*SOURCE PASSAGE:*

Three-dimensional structures of proteins by x-ray crystallographic analysis
The biochemical importance of carbohydrates cannot be overstated for they are essential elements in nearly every physiological process and represent the most abundant biomolecules in living systems. Apart from their role in providing metabolic energy, carbohydrates are involved in a wide range of biological processes including the immune response, cell-cell interactions, fertilization, cell adhesion, and drug efficacy, among others. The focus of our research is on the unusual di- and trideoxyhexoses, which are found attached to important antibiotics such erythromycin A, antitumor agents such adriamycin, or insecticides such as spinosad. The laboratory is also interested in the unusual sugars found in the O-antigens of Gram-negative bacteria. O-antigens differ among bacteria with respect to sugar content and linkages, are highly immunogenic, and serve as important virulence factors
Specifically, our work is aimed at understanding the structures and functions of the enzymes involved in the biosynthesis of unusual di- and trideoxyhexoses. General techniques utilized in the laboratory include x-ray crystallography, site-directed mutagenesis, enzymatic synthesis of appropriate nucleotide-linked sugar ligands, and kinetic analyses. Our investigations have revealed unprecedented chemistries and have provided important and fundamental contributions to mechanistic enzymology.

*INFORMATION GIVEN:*
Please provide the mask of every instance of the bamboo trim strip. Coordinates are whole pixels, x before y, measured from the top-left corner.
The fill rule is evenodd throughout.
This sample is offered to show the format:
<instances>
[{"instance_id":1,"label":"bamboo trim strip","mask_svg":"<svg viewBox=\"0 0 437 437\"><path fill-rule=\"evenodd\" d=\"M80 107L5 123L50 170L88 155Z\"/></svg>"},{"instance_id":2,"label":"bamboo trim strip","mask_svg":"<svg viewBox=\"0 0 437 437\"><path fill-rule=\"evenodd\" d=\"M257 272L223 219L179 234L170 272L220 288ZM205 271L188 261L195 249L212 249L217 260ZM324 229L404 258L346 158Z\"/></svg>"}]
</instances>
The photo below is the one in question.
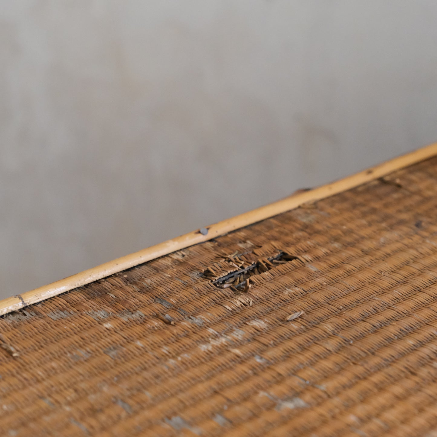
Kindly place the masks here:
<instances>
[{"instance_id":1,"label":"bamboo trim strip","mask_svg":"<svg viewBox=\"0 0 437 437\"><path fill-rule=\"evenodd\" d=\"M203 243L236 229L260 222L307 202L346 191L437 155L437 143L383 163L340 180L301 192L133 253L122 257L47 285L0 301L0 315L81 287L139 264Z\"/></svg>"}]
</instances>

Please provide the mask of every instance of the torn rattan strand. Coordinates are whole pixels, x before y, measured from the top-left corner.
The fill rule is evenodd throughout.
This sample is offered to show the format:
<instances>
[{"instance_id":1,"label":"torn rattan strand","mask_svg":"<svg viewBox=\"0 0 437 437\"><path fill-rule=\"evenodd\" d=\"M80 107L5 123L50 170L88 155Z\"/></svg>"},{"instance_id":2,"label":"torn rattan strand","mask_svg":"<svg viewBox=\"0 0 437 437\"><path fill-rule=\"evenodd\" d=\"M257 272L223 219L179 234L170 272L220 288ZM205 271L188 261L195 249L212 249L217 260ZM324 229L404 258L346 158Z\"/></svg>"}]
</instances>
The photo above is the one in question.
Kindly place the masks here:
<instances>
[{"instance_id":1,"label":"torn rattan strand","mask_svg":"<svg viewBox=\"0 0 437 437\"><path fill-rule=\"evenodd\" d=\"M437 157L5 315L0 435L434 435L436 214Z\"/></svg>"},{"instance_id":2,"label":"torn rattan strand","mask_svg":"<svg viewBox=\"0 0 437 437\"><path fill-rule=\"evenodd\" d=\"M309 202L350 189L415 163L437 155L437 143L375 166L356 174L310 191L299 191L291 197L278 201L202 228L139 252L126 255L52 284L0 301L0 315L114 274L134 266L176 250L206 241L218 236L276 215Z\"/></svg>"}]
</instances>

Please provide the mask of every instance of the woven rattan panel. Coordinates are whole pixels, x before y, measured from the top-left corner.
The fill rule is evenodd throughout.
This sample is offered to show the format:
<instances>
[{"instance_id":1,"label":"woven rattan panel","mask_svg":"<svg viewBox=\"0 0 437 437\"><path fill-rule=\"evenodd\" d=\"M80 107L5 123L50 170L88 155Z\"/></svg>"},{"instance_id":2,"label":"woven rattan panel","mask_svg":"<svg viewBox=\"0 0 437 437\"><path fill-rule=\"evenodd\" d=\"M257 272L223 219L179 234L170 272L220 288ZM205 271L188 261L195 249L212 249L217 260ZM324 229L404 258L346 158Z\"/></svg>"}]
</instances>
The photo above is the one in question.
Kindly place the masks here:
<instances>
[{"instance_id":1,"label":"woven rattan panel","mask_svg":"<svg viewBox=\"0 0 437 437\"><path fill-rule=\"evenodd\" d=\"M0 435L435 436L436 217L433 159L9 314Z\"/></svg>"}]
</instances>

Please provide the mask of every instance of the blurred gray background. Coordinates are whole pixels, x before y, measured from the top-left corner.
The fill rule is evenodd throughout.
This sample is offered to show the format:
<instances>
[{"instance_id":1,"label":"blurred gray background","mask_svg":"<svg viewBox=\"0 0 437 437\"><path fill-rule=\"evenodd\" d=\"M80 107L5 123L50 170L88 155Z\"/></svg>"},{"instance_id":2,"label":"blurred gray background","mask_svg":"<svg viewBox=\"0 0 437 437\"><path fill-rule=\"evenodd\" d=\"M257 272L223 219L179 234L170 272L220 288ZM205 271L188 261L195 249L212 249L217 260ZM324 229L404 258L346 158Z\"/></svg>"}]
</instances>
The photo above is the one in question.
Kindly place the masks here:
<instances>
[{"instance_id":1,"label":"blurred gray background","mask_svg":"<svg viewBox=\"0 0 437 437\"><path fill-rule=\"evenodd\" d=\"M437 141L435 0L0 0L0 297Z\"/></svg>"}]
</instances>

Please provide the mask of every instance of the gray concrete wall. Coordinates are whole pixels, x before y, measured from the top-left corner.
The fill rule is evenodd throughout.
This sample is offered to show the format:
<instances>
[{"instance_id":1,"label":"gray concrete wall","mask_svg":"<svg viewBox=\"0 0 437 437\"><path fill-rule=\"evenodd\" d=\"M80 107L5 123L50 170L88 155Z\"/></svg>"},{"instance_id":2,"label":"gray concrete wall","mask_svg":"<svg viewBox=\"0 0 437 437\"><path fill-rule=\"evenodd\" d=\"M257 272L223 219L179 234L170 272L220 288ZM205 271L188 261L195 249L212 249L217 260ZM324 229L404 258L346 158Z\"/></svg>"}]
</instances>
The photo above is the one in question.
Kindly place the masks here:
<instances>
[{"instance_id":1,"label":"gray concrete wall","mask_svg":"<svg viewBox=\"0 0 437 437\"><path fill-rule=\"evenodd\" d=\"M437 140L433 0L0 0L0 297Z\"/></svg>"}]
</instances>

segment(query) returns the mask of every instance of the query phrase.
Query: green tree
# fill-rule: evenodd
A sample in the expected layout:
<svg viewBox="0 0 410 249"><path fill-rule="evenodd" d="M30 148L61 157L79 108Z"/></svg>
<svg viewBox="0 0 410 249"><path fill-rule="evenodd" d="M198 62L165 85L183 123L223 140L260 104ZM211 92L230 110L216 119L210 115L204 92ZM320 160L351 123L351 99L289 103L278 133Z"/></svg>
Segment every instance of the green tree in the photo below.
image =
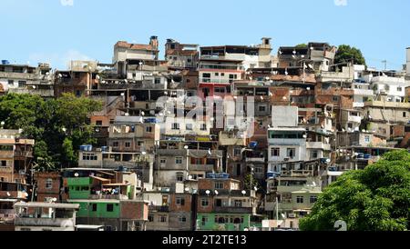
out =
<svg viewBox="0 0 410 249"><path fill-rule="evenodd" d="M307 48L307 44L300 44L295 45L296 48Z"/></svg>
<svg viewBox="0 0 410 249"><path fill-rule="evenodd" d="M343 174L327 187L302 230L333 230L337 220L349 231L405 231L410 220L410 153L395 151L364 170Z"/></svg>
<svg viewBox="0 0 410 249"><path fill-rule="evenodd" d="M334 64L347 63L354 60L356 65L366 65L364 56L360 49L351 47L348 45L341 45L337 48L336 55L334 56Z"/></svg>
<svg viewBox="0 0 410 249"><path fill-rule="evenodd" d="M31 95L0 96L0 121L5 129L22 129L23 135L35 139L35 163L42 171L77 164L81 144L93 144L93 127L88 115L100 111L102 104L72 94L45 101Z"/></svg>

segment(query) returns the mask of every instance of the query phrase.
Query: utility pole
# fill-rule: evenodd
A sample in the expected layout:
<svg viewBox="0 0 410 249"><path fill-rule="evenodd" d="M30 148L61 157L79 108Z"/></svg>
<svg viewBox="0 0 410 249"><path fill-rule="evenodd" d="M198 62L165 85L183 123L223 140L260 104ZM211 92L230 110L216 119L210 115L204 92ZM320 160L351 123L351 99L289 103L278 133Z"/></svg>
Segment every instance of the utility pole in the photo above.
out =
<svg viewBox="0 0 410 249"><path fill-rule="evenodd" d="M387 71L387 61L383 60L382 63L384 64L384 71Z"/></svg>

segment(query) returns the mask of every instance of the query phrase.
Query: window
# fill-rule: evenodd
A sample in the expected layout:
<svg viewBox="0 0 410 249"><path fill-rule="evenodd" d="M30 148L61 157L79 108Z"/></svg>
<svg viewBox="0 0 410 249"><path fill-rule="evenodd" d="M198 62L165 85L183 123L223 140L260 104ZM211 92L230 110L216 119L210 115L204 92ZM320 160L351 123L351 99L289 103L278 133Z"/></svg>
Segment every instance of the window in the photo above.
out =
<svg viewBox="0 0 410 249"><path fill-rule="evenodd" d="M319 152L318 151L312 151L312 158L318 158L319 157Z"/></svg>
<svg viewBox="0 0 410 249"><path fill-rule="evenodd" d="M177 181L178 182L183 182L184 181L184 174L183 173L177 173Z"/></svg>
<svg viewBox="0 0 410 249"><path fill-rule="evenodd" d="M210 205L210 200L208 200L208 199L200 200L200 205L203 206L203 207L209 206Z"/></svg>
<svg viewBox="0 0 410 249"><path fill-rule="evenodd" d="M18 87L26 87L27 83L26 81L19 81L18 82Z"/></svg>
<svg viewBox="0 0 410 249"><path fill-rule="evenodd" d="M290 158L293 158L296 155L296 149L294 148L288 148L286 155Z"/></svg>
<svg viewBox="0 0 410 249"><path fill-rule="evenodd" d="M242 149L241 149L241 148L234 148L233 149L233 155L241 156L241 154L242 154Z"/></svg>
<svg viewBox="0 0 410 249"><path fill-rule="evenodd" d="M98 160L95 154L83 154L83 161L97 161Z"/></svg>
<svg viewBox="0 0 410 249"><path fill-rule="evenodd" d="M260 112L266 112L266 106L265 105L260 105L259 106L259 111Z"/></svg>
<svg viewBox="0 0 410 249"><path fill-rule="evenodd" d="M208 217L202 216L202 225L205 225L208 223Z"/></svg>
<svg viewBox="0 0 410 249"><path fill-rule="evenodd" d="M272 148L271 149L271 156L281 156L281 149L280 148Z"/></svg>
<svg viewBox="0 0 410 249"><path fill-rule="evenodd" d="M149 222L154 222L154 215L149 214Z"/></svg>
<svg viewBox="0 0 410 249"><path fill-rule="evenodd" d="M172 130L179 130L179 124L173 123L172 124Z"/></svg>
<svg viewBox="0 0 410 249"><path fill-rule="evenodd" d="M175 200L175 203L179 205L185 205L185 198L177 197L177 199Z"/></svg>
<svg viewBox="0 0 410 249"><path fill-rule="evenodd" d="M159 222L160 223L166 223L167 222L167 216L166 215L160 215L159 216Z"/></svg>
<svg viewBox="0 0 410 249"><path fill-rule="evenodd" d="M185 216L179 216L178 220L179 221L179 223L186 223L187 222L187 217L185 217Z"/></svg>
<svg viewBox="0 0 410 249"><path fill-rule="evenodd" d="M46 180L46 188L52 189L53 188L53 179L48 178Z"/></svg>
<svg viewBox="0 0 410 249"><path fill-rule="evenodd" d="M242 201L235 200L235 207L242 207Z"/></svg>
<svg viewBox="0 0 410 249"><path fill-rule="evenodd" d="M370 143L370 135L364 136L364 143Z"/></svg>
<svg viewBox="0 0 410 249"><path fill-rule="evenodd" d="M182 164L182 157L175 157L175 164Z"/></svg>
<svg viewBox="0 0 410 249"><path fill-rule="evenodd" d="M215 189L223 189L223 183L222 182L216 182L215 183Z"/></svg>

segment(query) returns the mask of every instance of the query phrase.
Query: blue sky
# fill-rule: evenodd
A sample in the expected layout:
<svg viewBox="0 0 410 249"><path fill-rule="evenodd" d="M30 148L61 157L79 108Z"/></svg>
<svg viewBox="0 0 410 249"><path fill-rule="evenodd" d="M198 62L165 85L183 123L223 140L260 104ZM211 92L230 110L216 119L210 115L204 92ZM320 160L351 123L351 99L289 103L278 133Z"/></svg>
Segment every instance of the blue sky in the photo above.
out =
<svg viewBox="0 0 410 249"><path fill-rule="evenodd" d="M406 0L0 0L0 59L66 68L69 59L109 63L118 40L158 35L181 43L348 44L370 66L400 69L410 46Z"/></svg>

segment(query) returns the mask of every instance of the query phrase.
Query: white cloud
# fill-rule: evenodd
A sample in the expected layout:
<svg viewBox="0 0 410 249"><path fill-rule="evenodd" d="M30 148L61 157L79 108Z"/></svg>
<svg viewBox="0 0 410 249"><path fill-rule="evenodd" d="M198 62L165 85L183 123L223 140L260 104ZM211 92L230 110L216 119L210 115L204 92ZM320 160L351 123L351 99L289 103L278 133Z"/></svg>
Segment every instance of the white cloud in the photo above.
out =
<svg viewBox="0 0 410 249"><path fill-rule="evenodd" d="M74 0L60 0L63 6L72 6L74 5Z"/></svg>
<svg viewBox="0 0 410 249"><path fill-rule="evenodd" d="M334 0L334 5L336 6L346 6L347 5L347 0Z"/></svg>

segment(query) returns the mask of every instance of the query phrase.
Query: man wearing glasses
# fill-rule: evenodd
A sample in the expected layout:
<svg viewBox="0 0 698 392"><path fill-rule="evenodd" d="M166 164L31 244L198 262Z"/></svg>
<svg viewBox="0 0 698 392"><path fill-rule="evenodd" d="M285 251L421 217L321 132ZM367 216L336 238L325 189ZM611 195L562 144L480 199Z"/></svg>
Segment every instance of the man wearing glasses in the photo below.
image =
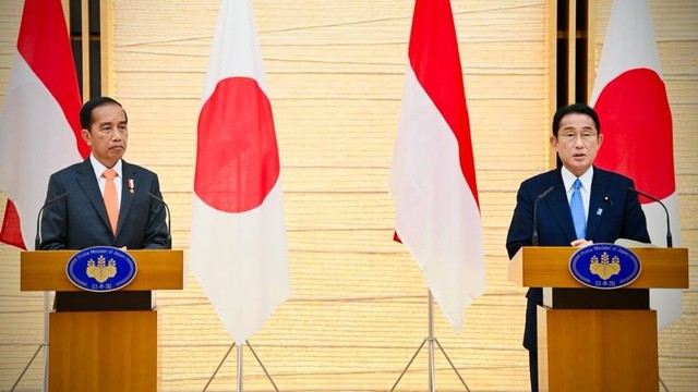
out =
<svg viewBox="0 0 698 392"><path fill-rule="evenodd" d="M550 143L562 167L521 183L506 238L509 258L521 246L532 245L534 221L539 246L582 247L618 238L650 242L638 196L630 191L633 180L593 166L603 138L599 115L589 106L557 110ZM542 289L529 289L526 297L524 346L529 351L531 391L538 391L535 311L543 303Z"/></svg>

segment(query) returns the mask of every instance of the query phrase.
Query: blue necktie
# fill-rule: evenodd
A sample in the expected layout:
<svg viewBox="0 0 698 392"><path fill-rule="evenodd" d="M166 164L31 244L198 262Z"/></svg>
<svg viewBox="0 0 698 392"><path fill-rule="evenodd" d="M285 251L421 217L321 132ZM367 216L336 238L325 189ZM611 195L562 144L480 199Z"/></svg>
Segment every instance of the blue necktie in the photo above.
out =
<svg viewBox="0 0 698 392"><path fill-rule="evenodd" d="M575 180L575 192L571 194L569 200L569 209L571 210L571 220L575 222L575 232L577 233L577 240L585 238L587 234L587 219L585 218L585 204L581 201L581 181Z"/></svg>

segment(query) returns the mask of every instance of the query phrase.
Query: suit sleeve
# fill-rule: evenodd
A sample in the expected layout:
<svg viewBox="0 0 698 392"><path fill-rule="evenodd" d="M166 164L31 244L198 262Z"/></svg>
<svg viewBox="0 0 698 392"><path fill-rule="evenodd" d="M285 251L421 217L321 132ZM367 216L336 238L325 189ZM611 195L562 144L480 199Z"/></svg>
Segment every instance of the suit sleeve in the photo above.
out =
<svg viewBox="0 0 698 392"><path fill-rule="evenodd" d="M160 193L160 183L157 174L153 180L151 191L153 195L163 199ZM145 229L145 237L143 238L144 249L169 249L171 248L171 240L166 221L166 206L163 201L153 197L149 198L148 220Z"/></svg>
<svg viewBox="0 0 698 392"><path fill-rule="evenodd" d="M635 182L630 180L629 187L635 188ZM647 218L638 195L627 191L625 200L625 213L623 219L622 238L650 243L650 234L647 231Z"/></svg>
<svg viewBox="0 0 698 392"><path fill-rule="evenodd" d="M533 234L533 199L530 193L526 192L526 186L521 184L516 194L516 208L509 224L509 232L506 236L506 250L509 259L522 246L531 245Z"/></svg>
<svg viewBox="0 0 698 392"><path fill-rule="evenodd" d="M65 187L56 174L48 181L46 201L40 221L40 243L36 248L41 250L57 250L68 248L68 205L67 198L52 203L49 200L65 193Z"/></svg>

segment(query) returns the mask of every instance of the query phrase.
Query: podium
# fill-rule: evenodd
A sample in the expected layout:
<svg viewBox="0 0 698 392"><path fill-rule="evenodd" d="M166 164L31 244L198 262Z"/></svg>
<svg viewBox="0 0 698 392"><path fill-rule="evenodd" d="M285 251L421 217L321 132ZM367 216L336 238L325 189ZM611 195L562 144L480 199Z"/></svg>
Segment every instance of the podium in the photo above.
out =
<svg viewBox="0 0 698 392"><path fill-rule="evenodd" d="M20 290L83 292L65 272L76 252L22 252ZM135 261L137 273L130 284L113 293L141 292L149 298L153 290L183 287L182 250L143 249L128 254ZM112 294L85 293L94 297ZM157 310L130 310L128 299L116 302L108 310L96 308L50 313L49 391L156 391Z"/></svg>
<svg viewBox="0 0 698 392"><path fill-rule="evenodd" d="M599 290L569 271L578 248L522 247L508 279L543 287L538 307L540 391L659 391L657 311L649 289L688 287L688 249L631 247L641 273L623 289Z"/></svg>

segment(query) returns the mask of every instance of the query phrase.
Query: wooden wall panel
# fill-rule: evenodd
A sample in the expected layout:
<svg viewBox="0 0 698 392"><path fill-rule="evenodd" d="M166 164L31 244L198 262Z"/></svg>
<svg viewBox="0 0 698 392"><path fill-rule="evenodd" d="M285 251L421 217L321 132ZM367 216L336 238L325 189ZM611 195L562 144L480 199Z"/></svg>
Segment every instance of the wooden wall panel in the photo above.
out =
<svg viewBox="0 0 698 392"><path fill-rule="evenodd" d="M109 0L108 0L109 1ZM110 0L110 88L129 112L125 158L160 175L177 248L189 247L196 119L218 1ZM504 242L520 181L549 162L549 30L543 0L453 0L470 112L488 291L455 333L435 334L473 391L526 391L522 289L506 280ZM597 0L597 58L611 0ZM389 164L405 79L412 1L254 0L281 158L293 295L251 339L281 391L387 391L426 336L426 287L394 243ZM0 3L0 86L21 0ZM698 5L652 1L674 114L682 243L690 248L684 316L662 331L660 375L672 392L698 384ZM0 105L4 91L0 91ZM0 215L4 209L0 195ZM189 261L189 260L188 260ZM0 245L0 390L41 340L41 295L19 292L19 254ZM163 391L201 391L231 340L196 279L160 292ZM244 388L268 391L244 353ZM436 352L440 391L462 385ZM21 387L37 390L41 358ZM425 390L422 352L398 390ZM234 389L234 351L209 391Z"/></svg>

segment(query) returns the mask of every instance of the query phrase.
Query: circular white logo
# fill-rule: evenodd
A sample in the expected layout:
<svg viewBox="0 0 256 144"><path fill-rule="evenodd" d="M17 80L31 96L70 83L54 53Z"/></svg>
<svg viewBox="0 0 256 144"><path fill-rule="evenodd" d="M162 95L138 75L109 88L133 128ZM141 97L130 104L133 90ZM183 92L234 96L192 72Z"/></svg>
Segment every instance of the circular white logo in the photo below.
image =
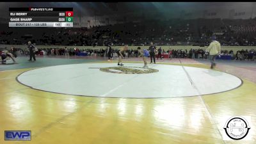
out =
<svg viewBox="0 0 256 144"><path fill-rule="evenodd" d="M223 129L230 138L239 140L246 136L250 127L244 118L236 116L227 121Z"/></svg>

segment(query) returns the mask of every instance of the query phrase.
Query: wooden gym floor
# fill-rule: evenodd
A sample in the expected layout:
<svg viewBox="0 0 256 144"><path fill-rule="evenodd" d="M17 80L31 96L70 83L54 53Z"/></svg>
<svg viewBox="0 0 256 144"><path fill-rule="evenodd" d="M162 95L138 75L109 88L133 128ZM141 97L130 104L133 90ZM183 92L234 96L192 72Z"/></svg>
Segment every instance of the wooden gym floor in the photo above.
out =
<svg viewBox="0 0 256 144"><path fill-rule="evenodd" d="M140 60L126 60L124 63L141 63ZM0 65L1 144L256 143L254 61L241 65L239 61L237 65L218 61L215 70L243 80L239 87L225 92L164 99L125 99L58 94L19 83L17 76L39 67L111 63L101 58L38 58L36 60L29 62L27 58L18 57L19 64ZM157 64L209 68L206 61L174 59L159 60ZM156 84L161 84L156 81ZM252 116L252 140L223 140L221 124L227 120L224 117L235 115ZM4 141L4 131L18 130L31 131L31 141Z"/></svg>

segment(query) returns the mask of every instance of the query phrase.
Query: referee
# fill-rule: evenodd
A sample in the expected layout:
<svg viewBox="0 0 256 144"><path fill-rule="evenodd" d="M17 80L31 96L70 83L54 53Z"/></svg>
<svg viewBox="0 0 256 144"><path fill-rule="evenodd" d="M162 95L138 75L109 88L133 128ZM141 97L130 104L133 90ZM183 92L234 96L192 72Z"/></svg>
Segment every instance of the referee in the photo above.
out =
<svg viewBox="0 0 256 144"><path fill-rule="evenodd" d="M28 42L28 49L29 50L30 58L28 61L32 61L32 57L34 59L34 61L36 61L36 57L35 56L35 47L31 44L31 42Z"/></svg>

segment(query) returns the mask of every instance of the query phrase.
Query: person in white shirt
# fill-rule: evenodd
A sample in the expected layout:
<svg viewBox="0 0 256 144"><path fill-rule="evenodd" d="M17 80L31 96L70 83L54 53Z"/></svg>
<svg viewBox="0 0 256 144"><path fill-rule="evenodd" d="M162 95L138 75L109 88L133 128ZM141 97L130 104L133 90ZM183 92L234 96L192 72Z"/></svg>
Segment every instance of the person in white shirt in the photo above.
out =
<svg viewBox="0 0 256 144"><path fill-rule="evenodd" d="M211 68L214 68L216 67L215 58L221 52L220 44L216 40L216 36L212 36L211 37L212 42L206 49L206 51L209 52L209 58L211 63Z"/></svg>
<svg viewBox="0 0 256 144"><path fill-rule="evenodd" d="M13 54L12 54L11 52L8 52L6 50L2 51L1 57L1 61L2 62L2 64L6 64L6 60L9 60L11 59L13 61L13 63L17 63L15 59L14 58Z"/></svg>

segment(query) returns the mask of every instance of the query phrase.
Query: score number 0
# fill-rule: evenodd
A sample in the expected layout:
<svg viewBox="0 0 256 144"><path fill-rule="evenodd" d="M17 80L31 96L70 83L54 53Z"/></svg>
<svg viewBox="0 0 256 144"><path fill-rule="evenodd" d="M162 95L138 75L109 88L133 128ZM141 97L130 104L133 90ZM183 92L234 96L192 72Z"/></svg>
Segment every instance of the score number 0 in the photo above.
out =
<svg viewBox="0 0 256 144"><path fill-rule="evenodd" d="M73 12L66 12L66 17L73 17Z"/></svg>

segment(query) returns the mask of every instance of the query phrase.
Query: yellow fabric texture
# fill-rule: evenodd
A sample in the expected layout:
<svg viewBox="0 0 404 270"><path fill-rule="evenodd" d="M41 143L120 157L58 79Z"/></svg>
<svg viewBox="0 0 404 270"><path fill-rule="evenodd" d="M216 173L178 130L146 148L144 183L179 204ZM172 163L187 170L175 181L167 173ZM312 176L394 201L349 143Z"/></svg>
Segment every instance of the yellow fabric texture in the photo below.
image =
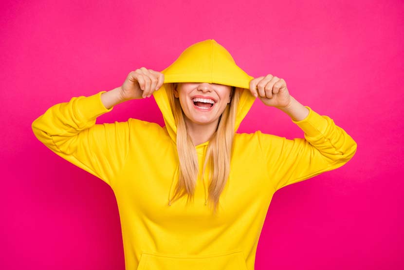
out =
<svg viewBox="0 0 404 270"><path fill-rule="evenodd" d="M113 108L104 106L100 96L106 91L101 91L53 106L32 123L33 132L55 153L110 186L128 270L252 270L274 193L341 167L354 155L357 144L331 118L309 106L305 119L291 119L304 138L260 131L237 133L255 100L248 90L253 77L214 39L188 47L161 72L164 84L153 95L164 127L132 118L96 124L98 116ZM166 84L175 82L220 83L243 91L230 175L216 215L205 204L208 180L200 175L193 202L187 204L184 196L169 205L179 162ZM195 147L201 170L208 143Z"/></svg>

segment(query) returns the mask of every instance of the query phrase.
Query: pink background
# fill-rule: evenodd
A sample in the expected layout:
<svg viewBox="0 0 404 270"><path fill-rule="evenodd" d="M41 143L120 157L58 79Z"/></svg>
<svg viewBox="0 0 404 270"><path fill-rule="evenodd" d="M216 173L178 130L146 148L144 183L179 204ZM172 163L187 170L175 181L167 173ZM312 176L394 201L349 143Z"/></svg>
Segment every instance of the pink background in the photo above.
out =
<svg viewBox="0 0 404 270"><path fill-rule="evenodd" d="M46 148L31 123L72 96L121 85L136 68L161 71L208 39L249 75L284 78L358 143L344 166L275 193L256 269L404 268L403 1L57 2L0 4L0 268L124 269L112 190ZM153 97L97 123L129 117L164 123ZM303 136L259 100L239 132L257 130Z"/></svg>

*PROBLEM 1:* Condense the paragraph of the research description that begins "Specifically, our work is aimed" into a short bulleted list that keeps its main facts.
*PROBLEM 2:* Name every general technique that the research description says the laboratory uses.
Rely only on the research description to answer.

*ANSWER SECTION 1:*
- Aim: to understand the structures and functions of the enzymes that build unusual di- and trideoxyhexoses.
- Techniques: x-ray crystallography, site-directed mutagenesis, enzymatic synthesis of nucleotide-linked sugar ligands, and kinetic analyses.
- Results: unprecedented chemistries and fundamental contributions to mechanistic enzymology.

*ANSWER SECTION 2:*
- X-ray crystallography
- Site-directed mutagenesis
- Enzymatic synthesis of appropriate nucleotide-linked sugar ligands
- Kinetic analyses